* Start *

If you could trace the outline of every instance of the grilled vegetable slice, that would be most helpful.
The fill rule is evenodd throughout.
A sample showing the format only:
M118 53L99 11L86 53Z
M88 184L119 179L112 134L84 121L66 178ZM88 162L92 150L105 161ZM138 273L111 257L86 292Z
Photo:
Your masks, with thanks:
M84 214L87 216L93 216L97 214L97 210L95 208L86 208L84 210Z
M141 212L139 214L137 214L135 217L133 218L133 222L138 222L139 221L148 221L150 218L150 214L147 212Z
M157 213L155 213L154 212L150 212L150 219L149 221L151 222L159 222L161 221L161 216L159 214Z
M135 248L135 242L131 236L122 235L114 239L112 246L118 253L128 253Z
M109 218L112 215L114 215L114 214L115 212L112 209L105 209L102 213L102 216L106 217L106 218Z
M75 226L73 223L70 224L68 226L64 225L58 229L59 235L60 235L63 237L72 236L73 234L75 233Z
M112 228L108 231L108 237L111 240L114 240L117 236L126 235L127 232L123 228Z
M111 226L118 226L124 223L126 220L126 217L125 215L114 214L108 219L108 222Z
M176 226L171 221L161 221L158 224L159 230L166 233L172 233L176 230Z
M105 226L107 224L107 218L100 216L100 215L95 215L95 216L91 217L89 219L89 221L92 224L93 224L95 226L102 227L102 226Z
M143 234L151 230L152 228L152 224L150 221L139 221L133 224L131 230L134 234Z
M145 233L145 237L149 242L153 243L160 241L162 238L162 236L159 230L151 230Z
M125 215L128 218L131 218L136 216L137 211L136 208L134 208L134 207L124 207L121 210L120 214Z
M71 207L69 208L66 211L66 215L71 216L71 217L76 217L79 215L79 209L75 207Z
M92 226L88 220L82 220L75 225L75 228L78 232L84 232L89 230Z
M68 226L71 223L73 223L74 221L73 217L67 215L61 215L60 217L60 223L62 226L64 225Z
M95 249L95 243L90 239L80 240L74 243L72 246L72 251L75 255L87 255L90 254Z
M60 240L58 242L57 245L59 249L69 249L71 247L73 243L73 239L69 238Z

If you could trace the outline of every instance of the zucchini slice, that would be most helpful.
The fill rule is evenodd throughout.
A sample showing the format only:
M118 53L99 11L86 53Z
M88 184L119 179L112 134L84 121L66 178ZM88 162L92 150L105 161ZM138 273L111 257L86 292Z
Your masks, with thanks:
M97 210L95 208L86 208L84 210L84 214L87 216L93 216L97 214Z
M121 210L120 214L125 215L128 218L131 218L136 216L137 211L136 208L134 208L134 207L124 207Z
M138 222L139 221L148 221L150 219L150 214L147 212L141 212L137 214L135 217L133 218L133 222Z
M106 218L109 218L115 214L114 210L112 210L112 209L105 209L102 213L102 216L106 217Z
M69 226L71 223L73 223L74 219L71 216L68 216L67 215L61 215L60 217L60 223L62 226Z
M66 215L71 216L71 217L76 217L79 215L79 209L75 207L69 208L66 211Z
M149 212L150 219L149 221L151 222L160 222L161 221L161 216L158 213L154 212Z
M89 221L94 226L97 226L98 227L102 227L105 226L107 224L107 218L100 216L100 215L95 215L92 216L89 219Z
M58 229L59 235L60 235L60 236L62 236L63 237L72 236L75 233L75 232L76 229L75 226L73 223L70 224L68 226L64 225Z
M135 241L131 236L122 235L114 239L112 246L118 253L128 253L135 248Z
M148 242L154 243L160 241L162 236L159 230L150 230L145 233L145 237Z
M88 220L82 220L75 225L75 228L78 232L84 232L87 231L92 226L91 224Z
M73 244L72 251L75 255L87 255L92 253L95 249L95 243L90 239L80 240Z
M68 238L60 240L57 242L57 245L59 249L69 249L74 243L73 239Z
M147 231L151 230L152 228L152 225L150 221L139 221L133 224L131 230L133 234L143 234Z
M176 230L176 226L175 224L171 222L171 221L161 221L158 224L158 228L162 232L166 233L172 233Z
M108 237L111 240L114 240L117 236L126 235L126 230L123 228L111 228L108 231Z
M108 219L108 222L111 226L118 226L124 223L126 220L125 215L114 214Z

* End *

GOAL: Express these lines as a JSON list of strings, one string for each line, with blank lines left out.

TASK SOLUTION:
[
  "If you could trace the outline of every instance of the grilled vegetable slice, that would be most helpful.",
  "The fill rule is evenodd throughout.",
  "A sample showing the format only:",
  "M118 53L99 11L86 53Z",
  "M88 184L119 179L112 134L84 121L66 178ZM88 162L92 150L105 161ZM138 273L111 257L86 292Z",
  "Photo:",
  "Your masks, with thanks:",
  "M84 214L87 216L93 216L97 214L97 210L95 208L86 208L84 210Z",
  "M141 212L139 214L137 214L135 217L133 218L133 222L138 222L139 221L148 221L150 218L150 214L147 212Z",
  "M157 213L155 213L154 212L150 212L150 219L149 221L151 222L159 222L161 221L161 216L159 214Z",
  "M135 248L135 242L131 236L122 235L114 239L112 246L118 253L128 253Z",
  "M109 218L112 215L114 215L114 214L115 212L112 209L105 209L102 213L102 216L106 217L106 218Z",
  "M75 226L73 223L70 224L68 226L64 225L58 229L59 235L60 235L63 237L72 236L73 234L75 233Z",
  "M112 228L108 231L108 237L111 240L114 240L117 236L126 235L127 232L123 228Z",
  "M111 226L118 226L124 223L126 220L126 217L125 215L114 214L108 219L108 222Z",
  "M176 226L171 221L161 221L158 224L159 230L166 233L172 233L176 230Z",
  "M105 226L107 224L107 218L100 216L100 215L95 215L95 216L91 217L89 219L89 221L92 224L93 224L95 226L102 227L102 226Z",
  "M143 234L151 230L152 228L152 224L150 221L139 221L133 224L131 230L134 234Z",
  "M145 233L145 237L149 242L153 243L160 241L162 238L162 236L159 230L151 230Z",
  "M125 215L128 218L131 218L136 216L137 211L136 208L134 208L134 207L124 207L121 210L120 214Z",
  "M71 207L69 208L66 211L66 215L71 216L71 217L76 217L79 215L79 209L75 207Z",
  "M92 226L88 220L82 220L75 225L75 228L78 232L84 232L89 230Z",
  "M68 226L71 223L73 223L74 221L73 217L67 215L61 215L60 217L60 223L62 226L64 225Z",
  "M95 249L95 243L90 239L80 240L74 243L72 246L72 251L75 255L87 255L90 254Z",
  "M60 240L58 242L57 245L59 249L69 249L71 247L73 243L73 239L69 238Z",
  "If you could trace the outline of every instance of the zucchini slice, that would be most helpful.",
  "The fill rule is evenodd throughout.",
  "A sample showing the format only:",
  "M118 53L99 11L86 53Z",
  "M88 184L119 179L112 134L84 121L66 178ZM88 162L92 150L105 161ZM138 273L111 257L86 292Z",
  "Your masks, with thanks:",
  "M97 210L95 208L86 208L84 210L84 214L87 216L93 216L97 214Z",
  "M121 210L120 214L125 215L128 218L131 218L136 216L137 211L136 208L134 208L134 207L124 207Z",
  "M138 222L139 221L148 221L150 219L150 214L147 212L141 212L137 214L135 217L133 218L133 222Z",
  "M106 218L109 218L115 214L114 210L112 210L112 209L105 209L102 213L102 216L106 217Z",
  "M69 226L71 223L73 223L74 219L71 216L68 216L67 215L61 215L60 217L60 223L62 226Z",
  "M66 215L71 216L71 217L76 217L79 215L79 209L75 207L69 208L66 211Z",
  "M149 212L150 219L149 221L151 222L160 222L161 221L161 216L158 213L154 212Z",
  "M89 221L94 226L97 226L98 227L102 227L105 226L107 224L107 218L100 216L100 215L95 215L92 216L89 219Z",
  "M58 229L59 235L60 235L60 236L62 236L63 237L72 236L75 233L75 232L76 229L75 226L73 223L70 224L68 226L64 225Z",
  "M135 241L131 236L122 235L114 239L112 246L118 253L128 253L135 248Z",
  "M148 242L154 243L160 241L162 236L159 230L150 230L145 233L145 237Z",
  "M88 220L82 220L75 225L75 228L78 232L84 232L87 231L92 226L91 224Z",
  "M73 244L72 251L75 255L87 255L92 253L95 249L95 243L90 239L80 240Z",
  "M68 238L60 240L57 242L57 245L59 249L69 249L74 243L73 239Z",
  "M147 231L151 230L152 228L152 225L150 221L139 221L133 224L131 230L133 234L143 234Z",
  "M176 230L176 226L175 224L171 222L171 221L161 221L158 224L158 228L162 232L166 233L172 233Z",
  "M108 237L111 240L114 240L117 236L126 235L126 230L123 228L111 228L108 231Z",
  "M108 219L108 222L111 226L118 226L124 223L126 220L125 215L114 214Z"
]